- Origin: Stockport, Greater Manchester, England
- Works: "There's No One Quite Like Grandma"
- Years active: 1968–2009
- Past members: Sally Lindsay Jennifer Hennessy Dawn Ralph Dominic Blythe Nicola Williams Carolyn O'Driscoll Tara Daynes Julia McCann

= St Winifred's School Choir =

English school choir active from 1968 to 2009

St Winifred's School Choir was a children's vocal ensemble from St Winifred's Roman Catholic Primary School in Stockport, Greater Manchester. Formed in 1968, the choir achieved significant commercial success in the late 1970s and 1980s, most notably for their 1980 single "There's No One Quite Like Grandma". This track, written for the 80th birthday of Queen Elizabeth the Queen Mother, reached number one on the UK Singles Chart and sold over one million copies.

Under the direction of conductor Terri Foley, the choir previously appeared as uncredited backing vocalists for Brian and Michael's 1978 hit "Matchstalk Men and Matchstalk Cats and Dogs". Over the decades, the ensemble released multiple albums and participated in various charitable recordings, including a 2009 reunion to support Age Concern. Notable former members include actresses Sally Lindsay and Jennifer Hennessy.

==Career==
===Formation===
The choir had formed in 1968 and been recording songs since 1972, when Miss Terri Foley played the guitar with the choir and the conductor was Miss Olive Moore. In 1978, they were the uncredited backing vocalists on the number one hit "Matchstalk Men and Matchstalk Cats and Dogs" by Brian and Michael (actually Kevin Parrott and Michael Coleman). The single concerned the paintings of L.S. Lowry and gave the choir their first appearance on the BBC One show Top of the Pops.

==="There's No One Quite Like Grandma"===

Their first major single under their own name came in November 1979. During this time, Foley trained and conducted the choir. In 1980, the choir signed to Music for Pleasure, an EMI associated label also known as MFP and released "There's No One Quite Like Grandma" in time for the Christmas market.

The song featured Dawn Ralph as the soloist and was written for the 80th birthday of Queen Elizabeth the Queen Mother in 1980 by record producer Gordon Lorenz and sold one million copies, most of them Christmas presents from grandchildren. It spent two weeks at number one, and 11 weeks on the UK Singles Chart in total. It was also the only UK No. 1 single for the MFP record label.

┄┄┄┄┄┄┄┄┄┄

:: Actions to take ::
A) List every past member that the St Winifred's School Choir article names.
B) According to the St Winifred's School Choir article, which label did the choir sign to in 1980?
The records that come next have no connection to the St Winifred's School Choir article.

:: Provided information ::
┄┄┄┄┄┄┄┄┄┄

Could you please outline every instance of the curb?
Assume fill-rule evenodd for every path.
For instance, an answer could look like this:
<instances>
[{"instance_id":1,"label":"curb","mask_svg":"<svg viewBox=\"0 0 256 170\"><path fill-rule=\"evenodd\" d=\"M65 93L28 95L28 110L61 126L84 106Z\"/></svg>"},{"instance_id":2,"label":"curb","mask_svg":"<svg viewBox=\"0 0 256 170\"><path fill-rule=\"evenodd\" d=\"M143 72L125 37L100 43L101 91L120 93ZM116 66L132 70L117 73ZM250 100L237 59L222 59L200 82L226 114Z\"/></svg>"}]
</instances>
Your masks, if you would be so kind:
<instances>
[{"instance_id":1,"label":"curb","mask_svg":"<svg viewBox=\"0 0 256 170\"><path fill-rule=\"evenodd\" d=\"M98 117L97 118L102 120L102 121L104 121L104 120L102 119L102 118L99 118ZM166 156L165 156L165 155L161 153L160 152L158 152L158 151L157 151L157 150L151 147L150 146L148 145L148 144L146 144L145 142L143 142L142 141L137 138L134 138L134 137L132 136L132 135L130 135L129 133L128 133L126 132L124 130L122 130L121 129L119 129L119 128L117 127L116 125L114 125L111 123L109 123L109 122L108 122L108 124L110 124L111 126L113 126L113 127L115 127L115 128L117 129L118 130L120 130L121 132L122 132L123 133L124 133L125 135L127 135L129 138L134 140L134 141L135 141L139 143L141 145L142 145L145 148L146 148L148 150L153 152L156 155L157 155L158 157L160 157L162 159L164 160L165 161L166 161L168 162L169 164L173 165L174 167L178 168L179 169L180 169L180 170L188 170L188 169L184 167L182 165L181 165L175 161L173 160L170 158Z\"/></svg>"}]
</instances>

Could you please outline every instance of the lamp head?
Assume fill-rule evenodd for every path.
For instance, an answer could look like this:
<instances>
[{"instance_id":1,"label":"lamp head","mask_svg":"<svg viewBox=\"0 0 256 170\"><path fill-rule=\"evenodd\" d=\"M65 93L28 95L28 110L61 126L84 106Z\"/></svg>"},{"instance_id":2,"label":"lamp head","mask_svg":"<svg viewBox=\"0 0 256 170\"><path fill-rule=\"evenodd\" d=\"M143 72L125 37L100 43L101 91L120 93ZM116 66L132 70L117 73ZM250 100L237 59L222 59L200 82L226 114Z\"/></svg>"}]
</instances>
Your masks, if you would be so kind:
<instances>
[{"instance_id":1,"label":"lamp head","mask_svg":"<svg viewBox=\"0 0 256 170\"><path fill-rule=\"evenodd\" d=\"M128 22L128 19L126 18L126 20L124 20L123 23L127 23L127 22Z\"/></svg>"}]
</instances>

┄┄┄┄┄┄┄┄┄┄

:: Answers per task ::
A) Sally Lindsay, Jennifer Hennessy, Dawn Ralph, Dominic Blythe, Nicola Williams, Carolyn O'Driscoll, Tara Daynes, Julia McCann

B) Music for Pleasure (MFP), an EMI associated label.